Which lines of the entries contain the string "jalapeño"? Copy each of them.

• _Stored entries_:
┄┄┄┄┄┄

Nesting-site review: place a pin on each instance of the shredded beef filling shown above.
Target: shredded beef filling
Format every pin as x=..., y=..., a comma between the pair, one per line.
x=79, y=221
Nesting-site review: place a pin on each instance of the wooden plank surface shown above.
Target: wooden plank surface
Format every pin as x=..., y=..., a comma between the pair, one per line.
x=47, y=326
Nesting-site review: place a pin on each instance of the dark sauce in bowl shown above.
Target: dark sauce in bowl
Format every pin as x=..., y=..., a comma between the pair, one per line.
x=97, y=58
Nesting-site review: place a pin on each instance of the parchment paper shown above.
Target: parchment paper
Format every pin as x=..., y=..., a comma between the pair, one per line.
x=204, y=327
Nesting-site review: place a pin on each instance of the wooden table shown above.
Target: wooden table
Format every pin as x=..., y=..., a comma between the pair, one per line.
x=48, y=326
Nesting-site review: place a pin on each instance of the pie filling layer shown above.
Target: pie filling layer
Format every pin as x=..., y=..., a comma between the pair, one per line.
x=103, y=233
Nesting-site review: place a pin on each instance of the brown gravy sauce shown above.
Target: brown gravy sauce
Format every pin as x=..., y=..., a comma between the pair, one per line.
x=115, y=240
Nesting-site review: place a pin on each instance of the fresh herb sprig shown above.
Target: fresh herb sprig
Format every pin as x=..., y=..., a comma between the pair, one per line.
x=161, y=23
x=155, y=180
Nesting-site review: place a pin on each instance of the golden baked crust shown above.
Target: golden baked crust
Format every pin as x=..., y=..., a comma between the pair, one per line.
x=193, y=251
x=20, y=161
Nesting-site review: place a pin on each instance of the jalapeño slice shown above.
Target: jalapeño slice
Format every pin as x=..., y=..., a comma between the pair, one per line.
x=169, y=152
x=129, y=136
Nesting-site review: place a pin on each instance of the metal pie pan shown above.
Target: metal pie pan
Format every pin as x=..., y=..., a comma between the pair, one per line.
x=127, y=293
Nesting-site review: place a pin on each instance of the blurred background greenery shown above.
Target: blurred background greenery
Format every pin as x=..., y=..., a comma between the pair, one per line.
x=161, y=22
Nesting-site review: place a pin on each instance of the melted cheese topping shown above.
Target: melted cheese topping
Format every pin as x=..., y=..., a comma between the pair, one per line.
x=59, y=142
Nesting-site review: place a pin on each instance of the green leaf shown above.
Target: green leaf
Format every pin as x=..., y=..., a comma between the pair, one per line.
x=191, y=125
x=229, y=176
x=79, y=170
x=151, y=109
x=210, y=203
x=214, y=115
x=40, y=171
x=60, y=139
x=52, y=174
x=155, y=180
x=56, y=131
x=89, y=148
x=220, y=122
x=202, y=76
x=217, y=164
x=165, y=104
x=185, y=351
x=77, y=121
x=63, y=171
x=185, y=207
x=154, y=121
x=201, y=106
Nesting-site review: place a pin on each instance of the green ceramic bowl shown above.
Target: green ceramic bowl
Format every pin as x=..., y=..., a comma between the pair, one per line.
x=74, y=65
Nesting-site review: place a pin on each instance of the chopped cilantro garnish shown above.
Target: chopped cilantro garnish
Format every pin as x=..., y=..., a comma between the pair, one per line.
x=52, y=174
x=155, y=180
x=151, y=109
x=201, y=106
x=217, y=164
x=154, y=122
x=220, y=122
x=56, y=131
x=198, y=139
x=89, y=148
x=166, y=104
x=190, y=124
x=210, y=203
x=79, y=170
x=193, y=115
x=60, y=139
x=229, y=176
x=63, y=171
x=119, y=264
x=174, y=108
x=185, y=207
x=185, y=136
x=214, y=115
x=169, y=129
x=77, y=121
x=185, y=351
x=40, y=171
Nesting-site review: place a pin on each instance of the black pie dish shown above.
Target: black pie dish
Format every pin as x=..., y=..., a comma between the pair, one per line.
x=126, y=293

┄┄┄┄┄┄

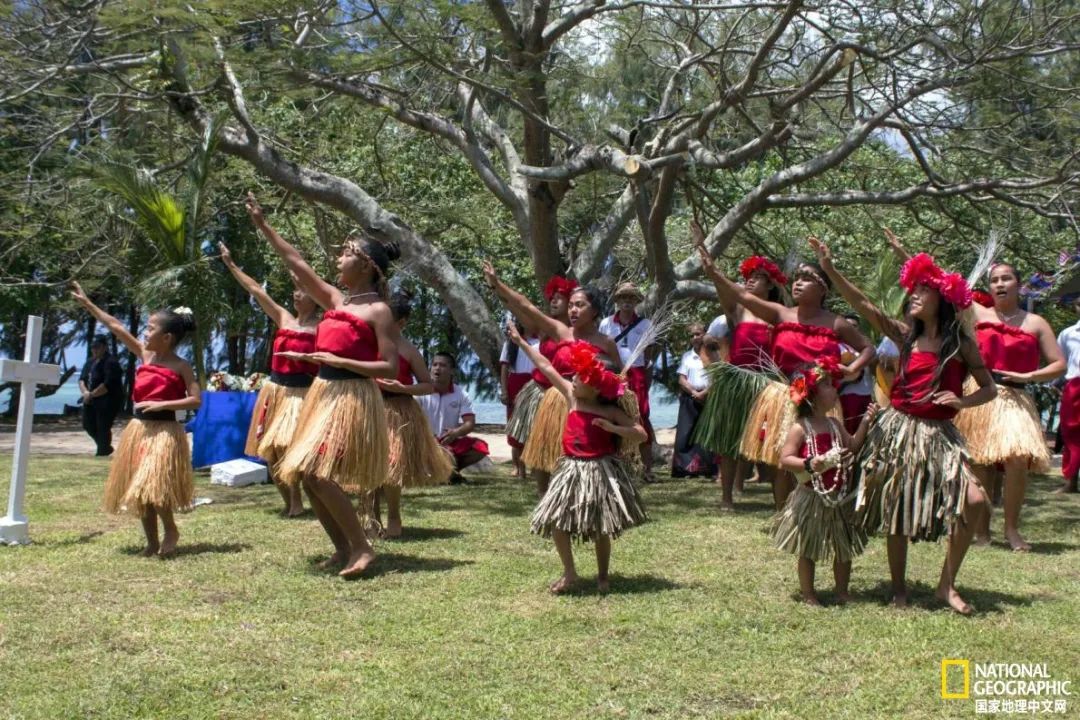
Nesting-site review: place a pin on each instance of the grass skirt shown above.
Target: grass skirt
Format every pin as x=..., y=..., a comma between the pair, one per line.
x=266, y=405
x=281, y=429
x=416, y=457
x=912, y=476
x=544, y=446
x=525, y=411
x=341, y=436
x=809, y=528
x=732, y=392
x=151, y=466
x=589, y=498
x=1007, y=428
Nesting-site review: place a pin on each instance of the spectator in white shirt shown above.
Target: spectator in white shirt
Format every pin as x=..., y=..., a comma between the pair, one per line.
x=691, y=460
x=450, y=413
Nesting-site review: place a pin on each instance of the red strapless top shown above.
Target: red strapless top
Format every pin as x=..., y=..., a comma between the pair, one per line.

┄┄┄┄┄┄

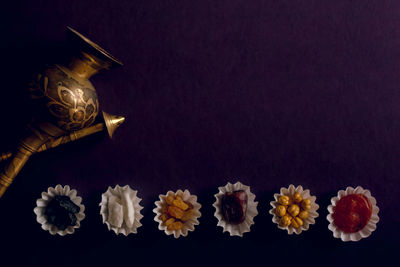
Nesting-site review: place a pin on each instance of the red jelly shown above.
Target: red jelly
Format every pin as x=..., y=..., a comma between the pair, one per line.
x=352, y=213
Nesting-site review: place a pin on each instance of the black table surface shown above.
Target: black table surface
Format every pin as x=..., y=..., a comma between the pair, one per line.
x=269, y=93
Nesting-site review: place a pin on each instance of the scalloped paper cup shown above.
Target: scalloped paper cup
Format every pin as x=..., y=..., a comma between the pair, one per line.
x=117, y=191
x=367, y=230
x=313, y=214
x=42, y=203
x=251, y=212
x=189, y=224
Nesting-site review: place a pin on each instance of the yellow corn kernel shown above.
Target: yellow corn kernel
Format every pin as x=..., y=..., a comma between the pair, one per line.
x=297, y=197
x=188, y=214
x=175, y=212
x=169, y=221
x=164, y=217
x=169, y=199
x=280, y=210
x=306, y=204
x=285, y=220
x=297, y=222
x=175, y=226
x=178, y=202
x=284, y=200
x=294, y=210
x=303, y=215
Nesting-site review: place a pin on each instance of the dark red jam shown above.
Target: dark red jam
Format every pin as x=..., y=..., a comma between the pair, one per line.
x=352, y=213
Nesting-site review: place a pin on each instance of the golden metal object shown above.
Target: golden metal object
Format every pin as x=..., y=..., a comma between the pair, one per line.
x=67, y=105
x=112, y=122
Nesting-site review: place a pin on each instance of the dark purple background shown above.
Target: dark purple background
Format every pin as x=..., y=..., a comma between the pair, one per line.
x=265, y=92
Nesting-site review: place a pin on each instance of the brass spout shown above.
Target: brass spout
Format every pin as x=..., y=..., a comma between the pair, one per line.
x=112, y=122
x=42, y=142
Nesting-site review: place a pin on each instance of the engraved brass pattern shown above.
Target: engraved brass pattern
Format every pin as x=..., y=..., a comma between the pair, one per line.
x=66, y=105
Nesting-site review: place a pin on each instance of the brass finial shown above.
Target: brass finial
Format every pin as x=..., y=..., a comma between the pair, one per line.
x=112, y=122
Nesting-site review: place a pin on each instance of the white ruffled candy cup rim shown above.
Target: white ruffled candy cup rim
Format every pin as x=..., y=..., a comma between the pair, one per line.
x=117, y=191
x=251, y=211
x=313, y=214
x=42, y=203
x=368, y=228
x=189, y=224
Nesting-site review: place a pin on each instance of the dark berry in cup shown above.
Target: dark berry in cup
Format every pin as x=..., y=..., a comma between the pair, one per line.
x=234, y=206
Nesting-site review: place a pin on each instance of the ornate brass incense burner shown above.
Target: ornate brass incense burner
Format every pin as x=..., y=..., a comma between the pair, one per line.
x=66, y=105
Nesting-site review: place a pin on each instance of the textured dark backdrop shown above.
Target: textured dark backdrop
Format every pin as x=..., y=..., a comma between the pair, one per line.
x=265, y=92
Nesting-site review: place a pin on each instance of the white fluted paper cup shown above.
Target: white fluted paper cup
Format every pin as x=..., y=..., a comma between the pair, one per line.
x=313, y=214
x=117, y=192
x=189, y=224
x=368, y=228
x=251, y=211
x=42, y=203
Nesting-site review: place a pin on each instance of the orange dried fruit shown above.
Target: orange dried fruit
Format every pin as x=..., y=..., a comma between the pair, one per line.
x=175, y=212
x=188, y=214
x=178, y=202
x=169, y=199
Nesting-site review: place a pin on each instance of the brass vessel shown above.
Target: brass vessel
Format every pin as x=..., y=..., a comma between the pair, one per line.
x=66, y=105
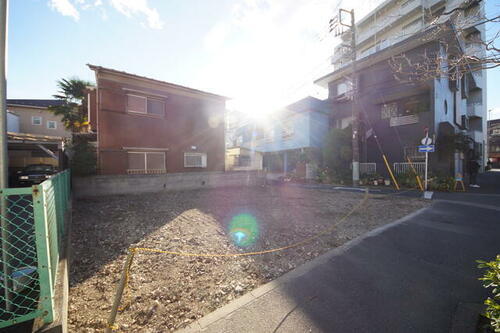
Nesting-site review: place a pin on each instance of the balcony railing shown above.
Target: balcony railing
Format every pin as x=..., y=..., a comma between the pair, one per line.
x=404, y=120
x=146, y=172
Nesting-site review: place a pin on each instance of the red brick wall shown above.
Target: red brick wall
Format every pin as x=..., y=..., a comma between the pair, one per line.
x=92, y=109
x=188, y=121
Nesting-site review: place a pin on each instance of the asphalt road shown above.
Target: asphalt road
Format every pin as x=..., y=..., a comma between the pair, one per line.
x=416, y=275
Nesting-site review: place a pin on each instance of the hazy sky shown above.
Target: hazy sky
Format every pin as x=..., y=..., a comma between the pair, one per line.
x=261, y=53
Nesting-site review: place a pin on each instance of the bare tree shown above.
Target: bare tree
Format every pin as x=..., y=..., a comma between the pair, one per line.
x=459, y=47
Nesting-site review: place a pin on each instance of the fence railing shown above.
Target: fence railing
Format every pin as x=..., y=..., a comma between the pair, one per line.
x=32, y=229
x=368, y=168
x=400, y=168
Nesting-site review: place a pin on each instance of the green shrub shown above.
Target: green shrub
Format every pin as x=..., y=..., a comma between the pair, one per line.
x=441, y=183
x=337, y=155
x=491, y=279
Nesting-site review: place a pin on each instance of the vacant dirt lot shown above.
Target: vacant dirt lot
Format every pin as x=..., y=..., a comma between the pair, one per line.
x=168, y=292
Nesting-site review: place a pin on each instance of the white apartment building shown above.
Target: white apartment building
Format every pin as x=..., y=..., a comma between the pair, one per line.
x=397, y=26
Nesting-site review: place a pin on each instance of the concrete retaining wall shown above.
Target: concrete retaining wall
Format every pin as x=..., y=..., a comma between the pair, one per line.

┄┄┄┄┄┄

• _FINISHED EXERCISE_:
Nesting-site review: place a pin on each instance of the jalapeño slice shown above.
Target: jalapeño slice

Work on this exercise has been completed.